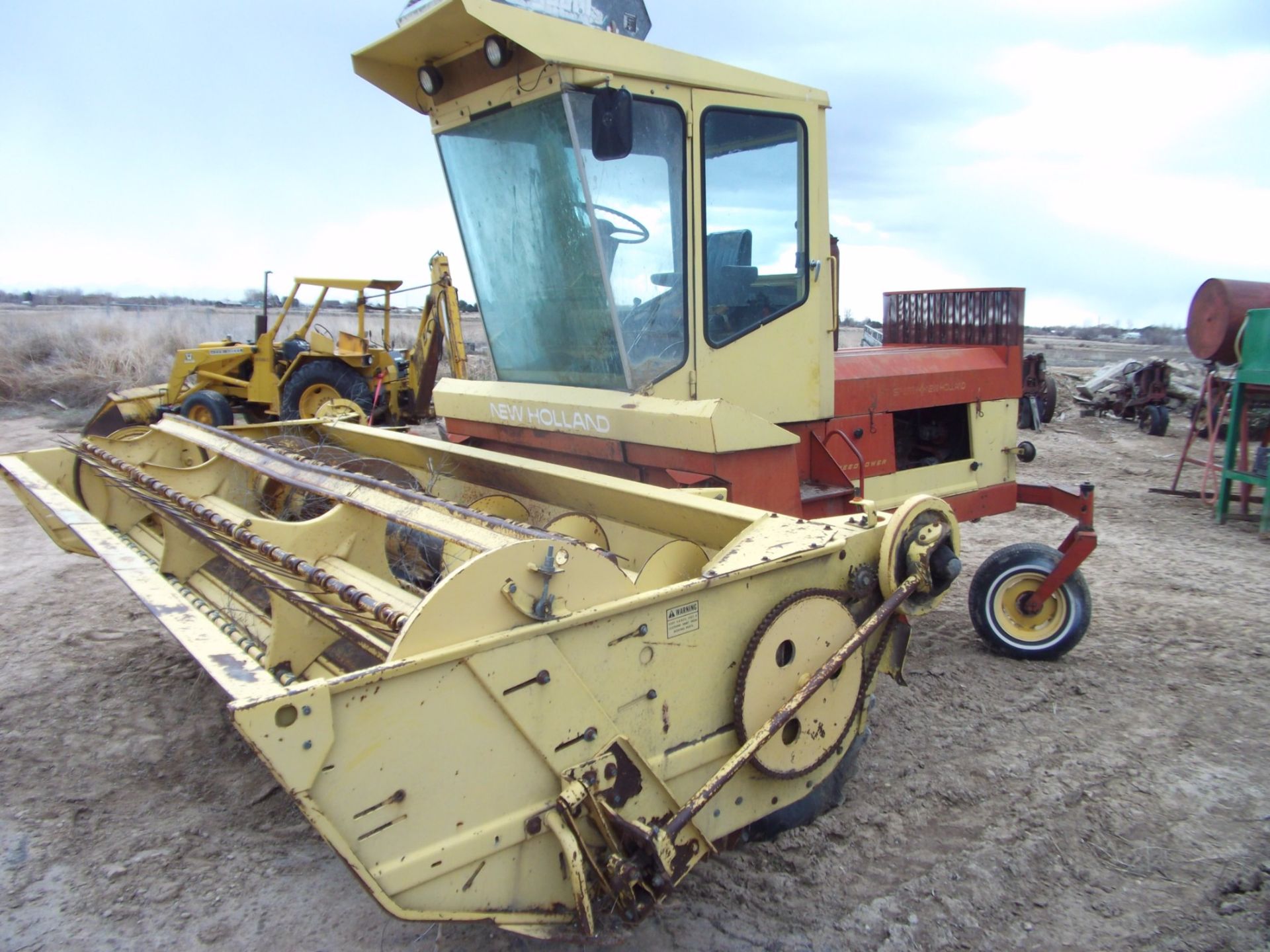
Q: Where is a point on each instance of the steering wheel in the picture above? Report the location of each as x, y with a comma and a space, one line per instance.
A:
639, 231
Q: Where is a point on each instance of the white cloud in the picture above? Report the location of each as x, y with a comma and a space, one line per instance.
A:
1121, 104
869, 270
1052, 311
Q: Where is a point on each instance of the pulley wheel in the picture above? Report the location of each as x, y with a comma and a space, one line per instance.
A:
792, 644
901, 532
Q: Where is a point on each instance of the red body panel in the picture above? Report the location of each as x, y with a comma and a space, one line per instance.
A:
915, 376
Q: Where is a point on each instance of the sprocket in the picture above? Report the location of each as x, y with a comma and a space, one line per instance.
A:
795, 639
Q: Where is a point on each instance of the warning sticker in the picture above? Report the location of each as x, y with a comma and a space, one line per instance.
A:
683, 619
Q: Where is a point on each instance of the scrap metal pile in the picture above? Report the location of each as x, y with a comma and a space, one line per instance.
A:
1146, 391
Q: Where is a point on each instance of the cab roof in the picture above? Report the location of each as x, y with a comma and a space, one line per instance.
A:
458, 27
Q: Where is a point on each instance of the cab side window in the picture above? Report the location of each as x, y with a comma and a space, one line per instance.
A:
755, 220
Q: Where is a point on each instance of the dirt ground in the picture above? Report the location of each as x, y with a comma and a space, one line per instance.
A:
1115, 799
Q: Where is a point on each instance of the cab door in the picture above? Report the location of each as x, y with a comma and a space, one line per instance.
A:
763, 303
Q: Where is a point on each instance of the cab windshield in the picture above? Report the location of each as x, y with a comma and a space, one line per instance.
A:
578, 263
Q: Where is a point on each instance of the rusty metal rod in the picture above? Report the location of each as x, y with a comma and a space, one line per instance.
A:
698, 801
349, 593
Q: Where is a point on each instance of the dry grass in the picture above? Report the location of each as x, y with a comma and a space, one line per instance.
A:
78, 354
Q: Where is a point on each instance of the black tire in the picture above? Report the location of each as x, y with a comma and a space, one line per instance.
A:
827, 795
339, 377
1050, 634
208, 408
1049, 400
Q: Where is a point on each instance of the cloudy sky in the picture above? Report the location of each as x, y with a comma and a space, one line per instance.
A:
1108, 155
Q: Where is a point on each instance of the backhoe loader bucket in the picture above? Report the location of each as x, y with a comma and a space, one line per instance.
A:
502, 690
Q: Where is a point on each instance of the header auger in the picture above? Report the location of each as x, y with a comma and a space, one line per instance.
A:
499, 688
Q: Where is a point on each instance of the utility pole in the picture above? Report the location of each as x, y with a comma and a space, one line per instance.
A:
262, 321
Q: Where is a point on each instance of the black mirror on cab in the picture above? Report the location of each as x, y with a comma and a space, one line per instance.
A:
611, 130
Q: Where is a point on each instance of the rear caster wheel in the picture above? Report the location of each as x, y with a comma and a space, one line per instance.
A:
1002, 586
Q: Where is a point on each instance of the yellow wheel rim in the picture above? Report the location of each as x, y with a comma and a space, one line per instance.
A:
313, 399
202, 414
1015, 622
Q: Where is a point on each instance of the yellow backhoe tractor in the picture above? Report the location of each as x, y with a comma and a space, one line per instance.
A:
306, 371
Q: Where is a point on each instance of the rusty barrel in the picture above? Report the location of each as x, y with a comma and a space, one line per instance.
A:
1217, 314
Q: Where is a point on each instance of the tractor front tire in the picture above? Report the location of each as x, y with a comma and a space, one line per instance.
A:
317, 382
208, 408
997, 594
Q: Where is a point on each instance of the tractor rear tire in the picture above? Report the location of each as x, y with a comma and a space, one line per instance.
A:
999, 588
319, 381
1025, 416
208, 408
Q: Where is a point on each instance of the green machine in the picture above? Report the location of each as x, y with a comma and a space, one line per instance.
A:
1251, 376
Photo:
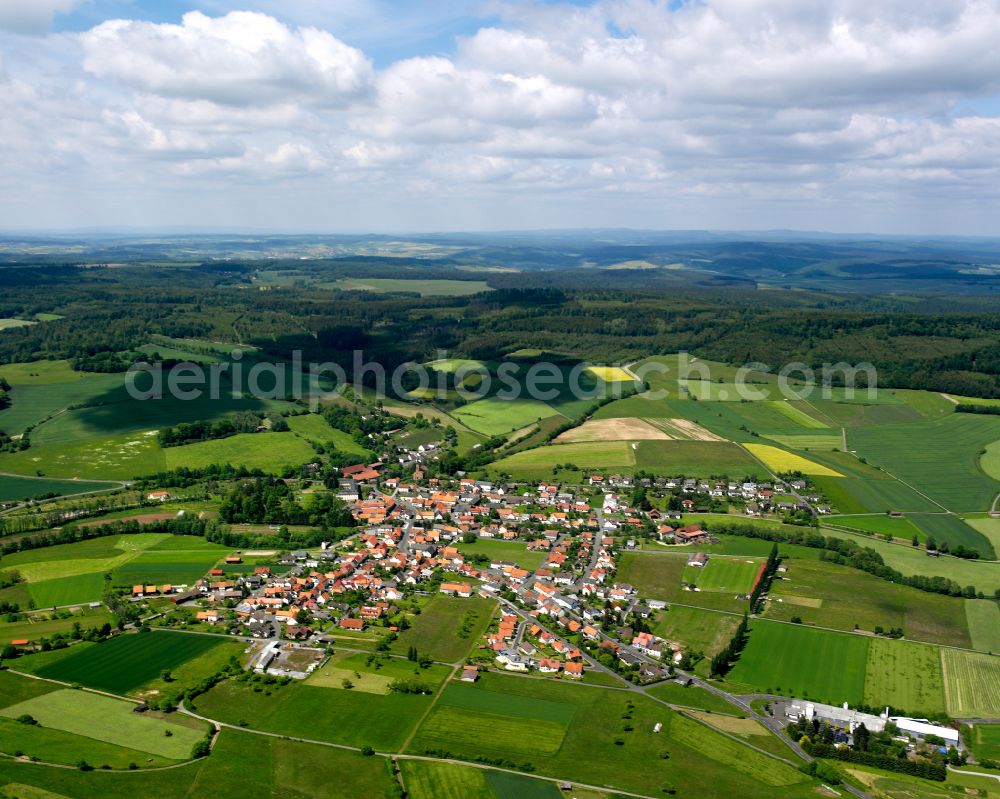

_WORK TO BE COMPLETED_: Please return the material above unchanged, with every picture removed.

_SOLUTION FOR THIS TASK_:
Q: Where is a point on each instance of the steering wheel in the picture above? Report the location of each as x, y with a comma and a space, one line per instance.
A:
639, 231
Q: Where is a point on each instance of the white cloud in the picture above? Report the location of each as x, y with a comma and a space, one line per instance.
A:
1121, 104
869, 270
1052, 311
Q: Where is a point on each instance of the pulley wheel in the picture above? Report the location of each as x, y with a comma and a space, one line per instance.
A:
792, 644
901, 532
Q: Where is a point on each instance of the red body panel in the picture above? Report the location of each as x, y with a comma and a space, one line per instance.
A:
915, 376
Q: Where is a point on each instance of the sprocket in the picture above? Report the location of each as x, y with a comma and a space, one line per instance.
A:
795, 639
Q: Where is a point on each instance of the warning sticker in the picture above? Report the location of each as x, y with a comma and a space, one line per instance.
A:
683, 619
Q: Where is a point on each instance of the scrap metal pile in the picture above? Report the location of each as x, y with a comma and a space, one line per instance.
A:
1146, 391
Q: Where is a point on each instance of the cab roof in the picture above? Report the location of each as x, y with a comma and a space, one line per instance.
A:
458, 27
Q: Where is a point on each instance of the cab side window in the picture above? Report the location of each as x, y with a comma and a space, one line per instance.
A:
755, 220
Q: Where is a point on each instance of the dirt ground in the picture above? Report the location of each as x, y with a comma and a space, one line per instance.
A:
1115, 799
Q: Where is a point on each instance of the cab door in the picture above? Report the location of each as x, y with a comma and a space, one line per instance.
A:
763, 303
Q: Where is a point on each instance of the cab windshield in the picture above? Report the location of each as x, y with a comma and a space, one line per instance.
A:
578, 263
Q: Where is a point on each instance of the rusty metal rod in the picture above? Report the location of each as x, y with a comma and a space, one line per instance.
A:
698, 801
349, 593
Q: Where is a point on each instance of the dry grass in the picture above? Report the location of each as x, y with a comma and a space, one line per instance.
A:
78, 354
Q: Where is a point on each instance of the black tire in the picture above? Report the location of each as x, y with a comma and a space, one line per instance.
A:
827, 795
339, 377
1050, 634
208, 408
1049, 400
Q: Where is a point on each instance of the cloudy sky in the picture above? Report the location of each as x, y with a comma and a space, one line per instance.
A:
1108, 155
Q: Where is a point on each instance of the backhoe loader bucket in the picture above? Report the location of each as x, y with a comma and a space, one line per instance.
A:
502, 690
Q: Where is a point on each instance of the header auger in the picture above? Report the location of each as x, y with a comma and a space, one line per instance.
A:
499, 688
Q: Where is a point on each instance of the utility pole in the picture above? Report the location of each as x, y with a comma and a space, one line per instance.
A:
262, 321
Q: Where is a point on each instance of the black mirror on cab in the picture above? Report the location of each as x, y with a comma and a space, one line per instance.
A:
611, 130
Q: Where is a point on each instance of the rear caster wheel in the picture above? Report the location of each as x, y with a comma and a space, one line per instance.
A:
1002, 586
Q: Where is a point on each instance of the yellow wheel rim in the picture above? Report the location of each as x, y with a comma and a space, one line per instance.
A:
313, 399
202, 414
1015, 622
Q: Where is a point on each instance of the yellow backhoe tractor in the picture above? Report the location of each as x, y with a comma and a space, one line per instance.
A:
306, 371
Q: Where is a point on each instance of the rusty barrel in the picture above? Report the location of each as x, y with a comma and a space, one line per instance.
A:
1217, 314
Q: Where is a point on each instance of the tractor front tire in the picture above? Report the location of each as x, y with a comma and a space, one line per instance.
A:
317, 382
208, 408
997, 594
Q: Where is a point on each instance of the tractor rear tire in the picture above? Report the location of each as x, y with a comma and a space, one line per instance.
A:
999, 588
319, 381
1025, 416
208, 408
Q: Where is a point on each instance of the green machine in the picture above? Report the location of each as x, y with a comma and a space, one line per instance.
A:
1251, 376
Photo:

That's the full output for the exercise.